--- Work to do ---
The data below must be copied in full and without any change.

--- Information shown ---
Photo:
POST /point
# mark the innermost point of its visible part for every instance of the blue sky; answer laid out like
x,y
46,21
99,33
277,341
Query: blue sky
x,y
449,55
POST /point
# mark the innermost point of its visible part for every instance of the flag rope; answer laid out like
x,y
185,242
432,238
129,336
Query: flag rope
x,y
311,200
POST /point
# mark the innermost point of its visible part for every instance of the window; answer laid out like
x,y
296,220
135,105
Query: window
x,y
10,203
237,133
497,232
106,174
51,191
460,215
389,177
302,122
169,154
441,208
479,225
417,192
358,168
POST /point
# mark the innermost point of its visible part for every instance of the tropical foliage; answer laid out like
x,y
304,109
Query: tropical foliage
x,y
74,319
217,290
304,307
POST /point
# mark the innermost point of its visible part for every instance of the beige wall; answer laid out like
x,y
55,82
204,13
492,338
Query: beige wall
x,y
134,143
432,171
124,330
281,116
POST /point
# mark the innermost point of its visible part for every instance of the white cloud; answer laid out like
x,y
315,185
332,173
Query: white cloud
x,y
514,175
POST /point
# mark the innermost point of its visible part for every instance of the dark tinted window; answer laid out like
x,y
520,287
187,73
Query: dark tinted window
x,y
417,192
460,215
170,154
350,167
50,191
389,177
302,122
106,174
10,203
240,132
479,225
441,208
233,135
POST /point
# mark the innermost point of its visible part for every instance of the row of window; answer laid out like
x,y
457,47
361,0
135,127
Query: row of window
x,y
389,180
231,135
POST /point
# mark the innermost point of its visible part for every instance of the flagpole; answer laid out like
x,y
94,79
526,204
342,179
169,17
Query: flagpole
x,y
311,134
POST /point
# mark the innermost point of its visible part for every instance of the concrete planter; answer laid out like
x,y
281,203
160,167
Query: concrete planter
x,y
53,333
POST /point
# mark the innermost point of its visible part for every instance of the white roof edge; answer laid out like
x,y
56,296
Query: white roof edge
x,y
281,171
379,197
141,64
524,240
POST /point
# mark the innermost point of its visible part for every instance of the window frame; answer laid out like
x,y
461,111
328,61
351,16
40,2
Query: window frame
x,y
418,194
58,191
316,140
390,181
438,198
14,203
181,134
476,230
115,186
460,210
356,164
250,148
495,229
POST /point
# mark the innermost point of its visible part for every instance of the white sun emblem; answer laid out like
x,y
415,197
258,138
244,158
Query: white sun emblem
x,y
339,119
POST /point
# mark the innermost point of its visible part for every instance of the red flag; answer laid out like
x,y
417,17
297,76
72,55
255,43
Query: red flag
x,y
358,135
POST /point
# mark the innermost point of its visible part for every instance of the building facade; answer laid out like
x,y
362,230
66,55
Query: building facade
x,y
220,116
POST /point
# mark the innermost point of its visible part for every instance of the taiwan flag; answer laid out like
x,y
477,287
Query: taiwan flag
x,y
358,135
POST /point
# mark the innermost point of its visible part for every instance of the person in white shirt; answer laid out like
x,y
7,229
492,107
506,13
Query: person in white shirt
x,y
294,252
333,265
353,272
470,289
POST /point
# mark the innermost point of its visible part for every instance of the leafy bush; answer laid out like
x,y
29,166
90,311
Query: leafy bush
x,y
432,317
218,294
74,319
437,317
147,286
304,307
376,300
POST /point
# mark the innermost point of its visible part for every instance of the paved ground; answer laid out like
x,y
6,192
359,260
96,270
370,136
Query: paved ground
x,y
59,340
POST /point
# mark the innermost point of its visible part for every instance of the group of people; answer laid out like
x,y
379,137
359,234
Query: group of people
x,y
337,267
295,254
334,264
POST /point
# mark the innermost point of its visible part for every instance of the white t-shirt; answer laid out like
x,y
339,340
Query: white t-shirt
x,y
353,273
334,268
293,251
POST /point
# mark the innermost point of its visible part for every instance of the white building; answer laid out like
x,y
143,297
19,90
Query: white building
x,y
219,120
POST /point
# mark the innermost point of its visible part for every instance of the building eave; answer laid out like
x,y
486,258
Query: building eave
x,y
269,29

--- Response ---
Photo:
POST /point
# mark the innermost point of its visible part for every instance of the blue sky; answer laid out like
x,y
46,21
99,33
277,341
Query: blue sky
x,y
449,55
POST /point
# mark the innermost point of its visible part for every instance of the flag rope; answer laid out like
x,y
185,242
432,238
129,336
Query: flag rope
x,y
311,200
POST /point
# mark the innermost point of its visible part for every instance of the window; answer laid out like
x,y
296,220
135,105
Query: window
x,y
10,203
237,133
497,232
106,174
51,191
460,215
389,177
302,122
169,154
441,208
479,225
417,192
358,168
POST /point
# mark the innermost point of its visible part for every instance of the tropical foliage; answer laid out like
x,y
304,109
Query: tropical foliage
x,y
74,319
217,290
304,307
POST /point
# mark the innermost point of its visible part for every instance of the beige wall; answer laid out like
x,y
55,82
204,13
492,338
Query: beige wall
x,y
134,143
432,171
124,330
281,116
POST /point
# mark the innermost point of its visible part for every instance of the white cloud; answer laid out like
x,y
315,185
332,173
Query: white cloud
x,y
514,175
POST /point
# mark the innermost point of its visible part for every instance of the dark tinted window; answer laid out like
x,y
520,287
187,73
Query: dark tinted window
x,y
417,192
460,215
170,154
350,167
50,191
389,177
302,122
106,174
10,203
240,132
479,225
441,208
233,135
POST /point
# mark the innermost point of its visible part for every instance of the row of window; answer laid out like
x,y
457,47
361,0
135,127
Query: row of window
x,y
389,180
231,135
POST /point
# mark the innermost point of its visible part for every instance of the flagpole; answer laid out like
x,y
94,79
526,204
342,179
169,17
Query: flagpole
x,y
311,134
POST /point
# mark the innermost point of its visible part for every instance of the concrete planter; answer laid out like
x,y
281,203
160,167
Query: concrete planter
x,y
53,333
POST /point
# mark the innermost point of its visible part for every instance of the white roof edge; answer laid out like
x,y
56,296
Query: white roof edge
x,y
281,171
379,197
141,64
524,240
POST /point
# mark the innermost point of its visible part for every instance of the window frame; answer laid out like
x,y
461,111
328,61
351,16
40,2
Query: window frame
x,y
418,194
58,191
316,140
390,181
438,198
14,203
181,134
476,230
115,186
460,210
356,164
250,148
495,229
POST /point
# mark the innermost point of its visible part for every instance of the white sun emblem; answer laid out like
x,y
415,197
258,138
244,158
Query: white sun emblem
x,y
339,119
POST /point
# mark the innermost point of its visible part for every instance of the red flag; answer laid out like
x,y
417,17
297,76
72,55
255,43
Query: red flag
x,y
358,135
POST /point
# mark the innermost point of its visible part for every instance of the building facade; answer laid out like
x,y
362,230
66,55
Query: building facade
x,y
220,116
POST /point
# mark the innermost point of its visible part for every instance of the taiwan flag; answer laid out like
x,y
477,287
Query: taiwan flag
x,y
358,135
POST /point
# mark the innermost point of its visible part for every instance of the person in white shirt; answer laid out like
x,y
7,229
492,107
506,13
Query: person in white shirt
x,y
294,252
333,265
353,272
470,289
POST /point
# mark the innermost point of its visible part for every instance of the leafy bush; answer laid out like
x,y
29,166
90,311
Query: leafy bush
x,y
432,317
218,294
74,319
437,317
147,286
304,307
376,300
POST /point
# mark the innermost point of its visible part for every instance of the paved ground; answer laid out like
x,y
6,192
359,260
96,270
370,136
Query: paved ground
x,y
59,340
POST /point
# mark the innermost point of its visible part for every instance of the group of people; answer laid out like
x,y
379,137
359,234
Query: group of people
x,y
337,267
295,254
334,264
POST /point
# mark the innermost point of its visible part for every instance of the white t-shirt; answer laid out like
x,y
339,340
Query: white t-shirt
x,y
353,273
334,268
293,251
POST /point
# mark the innermost point of its visible part for every instance of the white building; answer laid out like
x,y
143,297
19,90
Query: white building
x,y
219,120
POST /point
# mark the innermost point of its visible part for every instance of the building eave; answer laid out like
x,y
486,258
Query: building eave
x,y
269,29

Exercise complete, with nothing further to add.